**Bagian Teks**
⁂

Islam hadir sebagai solusi kehidupan dan tidak menomorduakan alam yang menjadi tempat kita hidup.
Dia menciptakan langit dan bumi dengan (tujuan) yang benar; Dia memasukkan malam atas siang dan memasukkan siang atas malam dan menundukkan matahari dan bulan, masing-masing berjalan menurut waktu yang ditentukan. Ingatlah! Dialah Yang Mahamulia, Maha Pengampun. (TQS. Az-Zumar: 5).
“Janganlah kamu berbuat kerusakan di bumi setelah diatur dengan baik. Berdoalah kepada-Nya dengan rasa takut dan penuh harap. Sesungguhnya rahmat Allah sangat dekat dengan orang-orang yang berbuat baik.” (TQS: al-Araf: 56)
Pemimpin dalam sistem Islam juga tidak akan luput dari pengawasan Allah. Ketika ia merencanakan pembangunan, ia tidak akan menampik fungsi reklamasi dan berusaha membangun tanpa merugikan siapapun karena tahu alam ini juga termasuk makhluk Allah yang harus dijaga. Jika alam sudah dijaga, maka hujan tidak lagi menjadi momok menakutkan.
“Jikalau sekiranya penduduk negeri-negeri beriman dan bertakwa, pastilah Kami akan melimpahkan kepada mereka berkah dari langit dan bumi, tetapi mereka mendustakan (ayat-ayat Kami) itu, maka Kami siksa mereka disebabkan perbuatannya”.

⁂

**Baris yang Tersedia**
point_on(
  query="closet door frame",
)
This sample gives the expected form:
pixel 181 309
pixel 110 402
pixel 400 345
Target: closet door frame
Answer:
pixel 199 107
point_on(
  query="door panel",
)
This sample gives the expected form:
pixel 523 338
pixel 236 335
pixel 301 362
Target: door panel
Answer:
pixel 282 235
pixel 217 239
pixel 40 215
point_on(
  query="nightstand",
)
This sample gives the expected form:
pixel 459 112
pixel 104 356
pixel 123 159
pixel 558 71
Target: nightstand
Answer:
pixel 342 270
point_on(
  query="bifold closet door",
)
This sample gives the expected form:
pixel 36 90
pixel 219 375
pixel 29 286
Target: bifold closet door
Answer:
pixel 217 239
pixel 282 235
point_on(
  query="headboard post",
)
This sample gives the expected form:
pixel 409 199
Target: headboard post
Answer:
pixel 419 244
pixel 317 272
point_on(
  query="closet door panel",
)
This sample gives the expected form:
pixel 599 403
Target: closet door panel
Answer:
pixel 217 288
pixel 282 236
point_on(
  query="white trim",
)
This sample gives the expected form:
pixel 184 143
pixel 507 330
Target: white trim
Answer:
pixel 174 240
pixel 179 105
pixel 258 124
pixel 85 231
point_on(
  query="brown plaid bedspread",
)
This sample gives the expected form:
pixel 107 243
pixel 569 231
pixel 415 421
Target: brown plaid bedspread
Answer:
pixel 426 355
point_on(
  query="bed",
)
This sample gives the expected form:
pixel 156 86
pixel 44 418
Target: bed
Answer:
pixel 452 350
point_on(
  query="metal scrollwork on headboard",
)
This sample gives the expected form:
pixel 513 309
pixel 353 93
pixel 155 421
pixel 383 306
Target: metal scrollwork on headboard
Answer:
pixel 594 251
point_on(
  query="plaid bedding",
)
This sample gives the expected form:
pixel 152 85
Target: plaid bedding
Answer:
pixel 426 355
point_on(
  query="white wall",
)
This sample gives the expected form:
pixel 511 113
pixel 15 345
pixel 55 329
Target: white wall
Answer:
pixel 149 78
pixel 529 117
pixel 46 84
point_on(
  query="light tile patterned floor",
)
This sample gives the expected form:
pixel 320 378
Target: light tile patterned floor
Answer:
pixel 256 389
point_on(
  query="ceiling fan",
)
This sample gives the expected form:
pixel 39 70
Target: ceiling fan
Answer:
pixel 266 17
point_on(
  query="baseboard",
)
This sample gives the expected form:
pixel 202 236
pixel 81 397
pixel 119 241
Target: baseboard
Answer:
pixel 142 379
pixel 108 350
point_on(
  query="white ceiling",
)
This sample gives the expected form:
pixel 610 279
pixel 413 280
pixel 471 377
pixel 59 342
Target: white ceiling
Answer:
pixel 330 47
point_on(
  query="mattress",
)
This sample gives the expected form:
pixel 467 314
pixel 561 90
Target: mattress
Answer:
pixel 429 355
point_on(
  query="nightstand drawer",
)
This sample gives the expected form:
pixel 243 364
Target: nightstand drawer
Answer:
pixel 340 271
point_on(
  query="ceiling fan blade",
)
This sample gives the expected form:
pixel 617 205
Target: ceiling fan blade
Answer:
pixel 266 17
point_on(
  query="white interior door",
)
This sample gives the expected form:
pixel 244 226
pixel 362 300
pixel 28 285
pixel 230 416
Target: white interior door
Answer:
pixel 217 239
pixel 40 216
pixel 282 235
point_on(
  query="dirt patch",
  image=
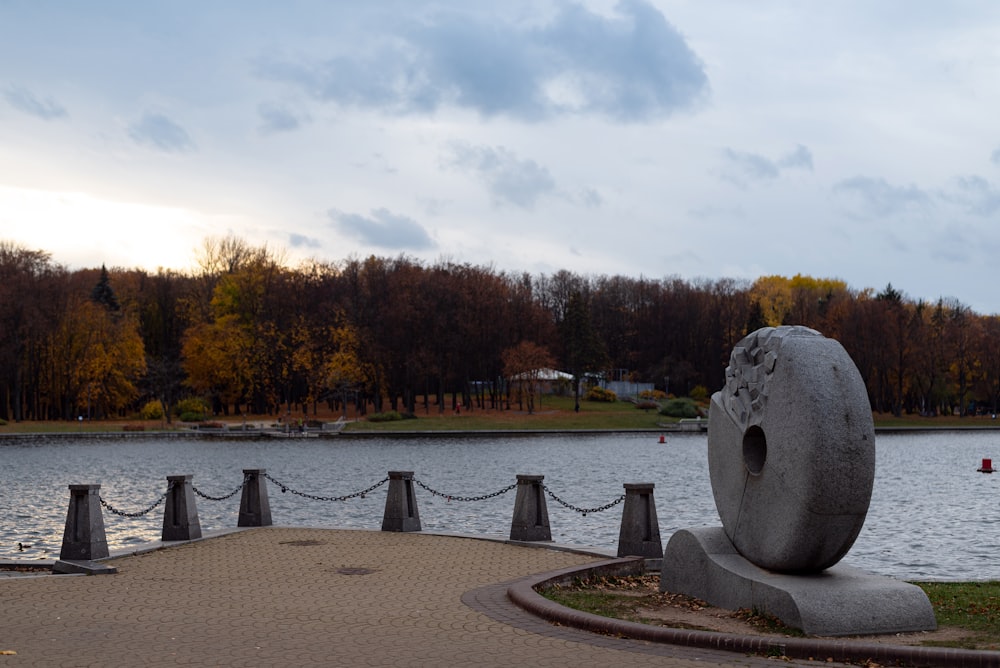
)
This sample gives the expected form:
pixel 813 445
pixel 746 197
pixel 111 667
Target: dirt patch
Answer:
pixel 640 600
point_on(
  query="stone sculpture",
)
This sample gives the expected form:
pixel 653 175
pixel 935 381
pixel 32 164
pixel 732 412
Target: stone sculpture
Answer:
pixel 791 452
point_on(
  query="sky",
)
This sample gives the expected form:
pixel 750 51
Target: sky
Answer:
pixel 853 140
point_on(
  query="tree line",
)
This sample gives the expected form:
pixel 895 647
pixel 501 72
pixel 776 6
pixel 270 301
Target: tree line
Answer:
pixel 248 333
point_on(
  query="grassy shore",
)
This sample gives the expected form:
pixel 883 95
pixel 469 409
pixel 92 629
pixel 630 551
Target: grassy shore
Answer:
pixel 969 611
pixel 553 414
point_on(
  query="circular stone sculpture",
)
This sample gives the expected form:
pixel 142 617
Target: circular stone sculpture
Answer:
pixel 791 450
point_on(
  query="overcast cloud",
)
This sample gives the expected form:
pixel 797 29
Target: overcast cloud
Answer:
pixel 849 140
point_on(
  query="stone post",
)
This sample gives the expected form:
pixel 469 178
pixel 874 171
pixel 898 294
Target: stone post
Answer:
pixel 401 504
pixel 531 516
pixel 255 510
pixel 83 538
pixel 640 532
pixel 180 514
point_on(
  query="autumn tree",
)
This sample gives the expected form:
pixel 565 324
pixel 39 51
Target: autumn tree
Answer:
pixel 582 351
pixel 523 365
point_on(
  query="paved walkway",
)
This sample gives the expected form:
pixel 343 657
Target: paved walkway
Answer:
pixel 313 597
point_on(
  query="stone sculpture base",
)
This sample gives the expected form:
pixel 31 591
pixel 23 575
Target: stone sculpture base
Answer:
pixel 839 601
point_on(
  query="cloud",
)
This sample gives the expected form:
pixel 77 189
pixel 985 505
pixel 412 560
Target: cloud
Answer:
pixel 160 132
pixel 877 197
pixel 300 241
pixel 24 100
pixel 383 229
pixel 508 179
pixel 278 118
pixel 633 66
pixel 743 167
pixel 801 157
pixel 977 195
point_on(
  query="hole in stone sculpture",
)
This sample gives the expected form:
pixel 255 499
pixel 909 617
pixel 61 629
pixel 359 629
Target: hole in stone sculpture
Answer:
pixel 754 450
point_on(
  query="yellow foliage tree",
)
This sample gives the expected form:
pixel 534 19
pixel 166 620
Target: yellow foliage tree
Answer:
pixel 101 357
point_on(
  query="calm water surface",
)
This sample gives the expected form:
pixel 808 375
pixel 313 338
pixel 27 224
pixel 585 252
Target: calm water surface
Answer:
pixel 932 515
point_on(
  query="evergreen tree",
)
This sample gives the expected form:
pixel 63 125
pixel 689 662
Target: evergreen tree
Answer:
pixel 103 294
pixel 583 350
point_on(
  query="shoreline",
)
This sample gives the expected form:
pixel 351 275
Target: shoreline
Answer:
pixel 240 434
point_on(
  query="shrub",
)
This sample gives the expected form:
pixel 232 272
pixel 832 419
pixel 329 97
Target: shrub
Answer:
pixel 653 395
pixel 153 410
pixel 699 393
pixel 600 394
pixel 192 409
pixel 388 416
pixel 682 407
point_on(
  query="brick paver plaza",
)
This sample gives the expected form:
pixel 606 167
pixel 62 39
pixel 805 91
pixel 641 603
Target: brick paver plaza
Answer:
pixel 313 597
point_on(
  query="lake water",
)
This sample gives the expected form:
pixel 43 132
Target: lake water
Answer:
pixel 932 516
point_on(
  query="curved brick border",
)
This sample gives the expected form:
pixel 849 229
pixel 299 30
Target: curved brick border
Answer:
pixel 523 594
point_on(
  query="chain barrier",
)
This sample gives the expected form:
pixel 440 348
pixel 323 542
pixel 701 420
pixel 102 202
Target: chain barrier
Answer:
pixel 313 497
pixel 219 498
pixel 453 497
pixel 583 511
pixel 122 513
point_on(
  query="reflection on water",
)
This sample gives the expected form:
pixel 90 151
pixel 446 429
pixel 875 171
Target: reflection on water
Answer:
pixel 932 515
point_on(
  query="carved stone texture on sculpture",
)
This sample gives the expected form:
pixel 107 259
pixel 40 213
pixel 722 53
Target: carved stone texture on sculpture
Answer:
pixel 791 456
pixel 791 450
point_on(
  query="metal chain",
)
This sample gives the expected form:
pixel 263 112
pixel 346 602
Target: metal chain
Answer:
pixel 452 497
pixel 132 515
pixel 218 498
pixel 583 511
pixel 361 494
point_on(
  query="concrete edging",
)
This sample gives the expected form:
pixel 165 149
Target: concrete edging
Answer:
pixel 523 594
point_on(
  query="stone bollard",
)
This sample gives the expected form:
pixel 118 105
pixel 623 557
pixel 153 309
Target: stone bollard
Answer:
pixel 640 532
pixel 401 504
pixel 180 514
pixel 531 516
pixel 83 538
pixel 255 510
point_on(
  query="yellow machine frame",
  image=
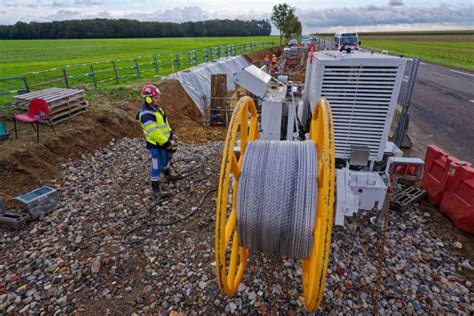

⁂

**Tujuan Tugas 1**
Sebutkan berapa baris yang memuat kata "panel", dengan huruf besar dan kecil dianggap berbeda. Tuliskan angkanya saja.
**Tujuan Tugas 2**
Lanjutkan teks tentang Islam dan pemeliharaan alam, dimulai setelah kalimat terakhirnya.

**Jawaban Tugas 1**
4

**Jawaban Tugas 2**
Pun demikian, pencegahan akan dilakukan melalui pemimpin yang menindak individu jika mereka berbuat kerusakan seperti membuang sampah sembarangan. Karena, sampah yang dibuang sembarangan akan turun mencegah air mengalir lancar, jika banyak akan menyumbat saluran air hingga banjir tak terelakkan
Di sistem Islam, negara tidak hanya hadir sebagai regulator, atau sekedar pemberi izin, namun juga sebagai periayah (pengatur) urusan ummat. Pemerintahan yang baik tidak akan begitu saja melepas aset umum yang mengandung banyak hal hidup masyarakat di sana. Ini karena, sistem kepemilikan di dalam Islam telah jelas pos-posnya. Dan tambang atau tanah-tanah perhutanan adalah hak milik umum yang tidak seharusnya dikelola swasta atau asing. Jika pun memang dikelola oleh mereka, maka peraturan tegas dan sanksi tegas akan diberlakukan bagi siapapun yang mengabaikan hak-hak rakyat dan lingkungan.
Khatimah
Demikianlah bagaimana sedikit gambaran sistem Islam mengatasi banjir. Dengan ini, insya Allah kita tidak perlu lagi takut ketika hujan turun dan bisa dengan hati lapang menyebut doanya:
اللَّهُمَّ صَيِّبًا نَافِعًا
Wallahu ‘alam bishowwab.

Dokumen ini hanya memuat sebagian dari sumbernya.